Source extract
↓
[Note: Shared for #AutisticHistory archive purposes. This is NOT An Autistic Ally.]
Broad plan to aid fight on autism
|THE ASSOCIATED PRESS||Dec 18, 2003|
The government has developed a broad, decade-long research plan to help fight autism, including hunting genetic causes of the complex brain disorder and providing better educational services for children who have it.
Aiding the work will be a research partnership between government scientists and a parents’ group, the National Alliance for Autism Research.
The alliance, for several years, has been gathering databases of affected families for both the gene hunt and separate research to find ways to diagnose autism earlier. National Institutes of Health scientists will work with the group on those projects instead of having to start similar ones from scratch, a collaboration that the alliance said represented a joint commitment of more than $5 million.
Autism is a neurological disorder featuring a wide range of symptoms, from mild to severe, that include problems communicating and with social interaction. Some studies suggest it might affect at least 40 per 10,000 U.S. children. That is 10 times higher than estimates a decade ago, which many scientists think reflects better diagnosis. The exact cause is unknown, although both genetics and environmental factors are suspected of playing a role.
Under demand from Congress, the NIH came up with a broad strategy to improve scientific understanding of autism and how to help patients. There are few specifics, and no details on how NIH will fund the work.
But the 10-year plan calls for a mix of research into biological markers that signal autism before the usual diagnosis around age 3; genetic and environmental causes; and exactly what behavioral, educational or other services best treat different degrees of autism.
Along with biomedical research, the plan calls for collaboration with the Education Department to improve families’ early access to important services.
↑
Instructions
1 > Echo the stretch of the autism research article from "The alliance, for" through "playing a role.".
2 > According to the autism research article, why will National Institutes of Health scientists work with the National Alliance for Autism Research on the gene hunt and early-diagnosis projects?
3 > Answer these from the autism research article:
(a) What dollar amount did the alliance say the collaboration represented?
(b) Around what age is autism usually diagnosed?
(c) Which department will the plan collaborate with to improve families' early access to services?
The rows after this text have nothing to do with the work here.

Extracted information
↓
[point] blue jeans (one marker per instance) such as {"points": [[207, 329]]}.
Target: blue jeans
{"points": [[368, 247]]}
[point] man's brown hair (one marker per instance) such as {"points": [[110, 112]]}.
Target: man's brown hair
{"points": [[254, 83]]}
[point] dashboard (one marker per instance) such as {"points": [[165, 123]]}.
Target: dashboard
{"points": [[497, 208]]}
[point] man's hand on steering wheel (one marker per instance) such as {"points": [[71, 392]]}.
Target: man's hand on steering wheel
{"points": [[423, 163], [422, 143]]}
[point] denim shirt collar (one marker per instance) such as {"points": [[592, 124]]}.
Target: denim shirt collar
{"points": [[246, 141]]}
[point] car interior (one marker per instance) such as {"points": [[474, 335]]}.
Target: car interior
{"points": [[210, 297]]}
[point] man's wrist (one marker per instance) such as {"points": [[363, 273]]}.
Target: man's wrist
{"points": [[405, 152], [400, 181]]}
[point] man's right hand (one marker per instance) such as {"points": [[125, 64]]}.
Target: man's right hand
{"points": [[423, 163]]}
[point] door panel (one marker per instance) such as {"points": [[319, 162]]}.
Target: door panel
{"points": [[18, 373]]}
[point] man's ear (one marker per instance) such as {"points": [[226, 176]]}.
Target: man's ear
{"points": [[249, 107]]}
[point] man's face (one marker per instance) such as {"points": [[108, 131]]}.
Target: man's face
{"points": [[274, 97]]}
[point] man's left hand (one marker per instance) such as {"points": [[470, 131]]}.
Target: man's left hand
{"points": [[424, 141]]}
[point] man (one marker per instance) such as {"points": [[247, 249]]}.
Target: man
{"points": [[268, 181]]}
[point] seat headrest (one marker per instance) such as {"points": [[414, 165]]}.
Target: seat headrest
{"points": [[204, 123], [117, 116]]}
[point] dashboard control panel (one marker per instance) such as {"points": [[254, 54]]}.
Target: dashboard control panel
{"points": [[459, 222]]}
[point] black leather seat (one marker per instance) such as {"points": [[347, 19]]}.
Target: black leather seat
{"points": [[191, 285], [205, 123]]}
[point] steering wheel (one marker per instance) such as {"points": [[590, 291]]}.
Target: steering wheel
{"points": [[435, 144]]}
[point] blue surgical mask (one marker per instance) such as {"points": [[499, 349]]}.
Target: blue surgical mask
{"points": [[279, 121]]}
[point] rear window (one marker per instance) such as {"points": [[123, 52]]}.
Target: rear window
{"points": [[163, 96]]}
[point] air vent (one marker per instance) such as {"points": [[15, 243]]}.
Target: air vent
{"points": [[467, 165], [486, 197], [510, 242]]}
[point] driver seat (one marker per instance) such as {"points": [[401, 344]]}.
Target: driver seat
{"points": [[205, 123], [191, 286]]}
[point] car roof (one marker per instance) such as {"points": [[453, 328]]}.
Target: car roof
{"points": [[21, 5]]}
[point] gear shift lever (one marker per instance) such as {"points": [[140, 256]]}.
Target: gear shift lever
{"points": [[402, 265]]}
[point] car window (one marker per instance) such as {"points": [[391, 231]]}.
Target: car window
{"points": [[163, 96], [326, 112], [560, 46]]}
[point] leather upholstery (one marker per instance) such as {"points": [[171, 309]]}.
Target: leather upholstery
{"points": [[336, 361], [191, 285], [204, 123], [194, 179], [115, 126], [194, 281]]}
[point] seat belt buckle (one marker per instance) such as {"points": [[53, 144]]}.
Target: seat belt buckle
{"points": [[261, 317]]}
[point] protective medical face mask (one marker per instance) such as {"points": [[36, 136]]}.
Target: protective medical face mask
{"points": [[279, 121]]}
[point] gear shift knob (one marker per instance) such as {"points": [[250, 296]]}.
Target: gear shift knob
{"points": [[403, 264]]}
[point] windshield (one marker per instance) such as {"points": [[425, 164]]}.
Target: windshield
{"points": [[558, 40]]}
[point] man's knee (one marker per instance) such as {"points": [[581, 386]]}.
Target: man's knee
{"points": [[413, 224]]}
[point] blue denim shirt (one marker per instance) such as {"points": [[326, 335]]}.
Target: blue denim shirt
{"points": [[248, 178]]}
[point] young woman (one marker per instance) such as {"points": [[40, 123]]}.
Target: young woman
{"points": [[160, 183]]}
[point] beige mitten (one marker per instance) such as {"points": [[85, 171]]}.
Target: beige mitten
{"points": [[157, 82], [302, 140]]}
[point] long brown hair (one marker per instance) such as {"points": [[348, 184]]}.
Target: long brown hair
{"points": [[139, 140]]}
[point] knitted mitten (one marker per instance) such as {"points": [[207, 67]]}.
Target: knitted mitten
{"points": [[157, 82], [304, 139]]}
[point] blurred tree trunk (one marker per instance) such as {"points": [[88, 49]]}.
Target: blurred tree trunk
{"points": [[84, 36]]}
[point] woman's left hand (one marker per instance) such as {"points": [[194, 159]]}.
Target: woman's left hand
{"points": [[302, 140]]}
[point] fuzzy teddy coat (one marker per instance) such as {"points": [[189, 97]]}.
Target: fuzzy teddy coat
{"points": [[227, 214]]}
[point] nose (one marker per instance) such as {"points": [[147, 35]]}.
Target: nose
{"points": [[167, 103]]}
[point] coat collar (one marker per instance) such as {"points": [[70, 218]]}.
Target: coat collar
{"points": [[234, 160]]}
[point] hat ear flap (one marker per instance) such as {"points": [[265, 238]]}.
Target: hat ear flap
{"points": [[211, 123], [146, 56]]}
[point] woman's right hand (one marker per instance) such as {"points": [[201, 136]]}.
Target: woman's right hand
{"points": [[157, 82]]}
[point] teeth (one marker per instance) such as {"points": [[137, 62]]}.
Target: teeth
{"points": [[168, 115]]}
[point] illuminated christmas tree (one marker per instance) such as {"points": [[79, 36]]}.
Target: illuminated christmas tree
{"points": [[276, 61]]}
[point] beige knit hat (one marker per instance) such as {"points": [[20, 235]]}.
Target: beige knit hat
↑
Results of the tasks
1 >
The alliance, for several years, has been gathering databases of affected families for both the gene hunt and separate research to find ways to diagnose autism earlier. National Institutes of Health scientists will work with the group on those projects instead of having to start similar ones from scratch, a collaboration that the alliance said represented a joint commitment of more than $5 million.
Autism is a neurological disorder featuring a wide range of symptoms, from mild to severe, that include problems communicating and with social interaction. Some studies suggest it might affect at least 40 per 10,000 U.S. children. That is 10 times higher than estimates a decade ago, which many scientists think reflects better diagnosis. The exact cause is unknown, although both genetics and environmental factors are suspected of playing a role.

2 > The alliance has spent several years gathering databases of affected families for both projects. Working with the group means the NIH scientists won't have to start similar projects from scratch.

3 >
(a) A joint commitment of more than $5 million.
(b) Around age 3.
(c) The Education Department.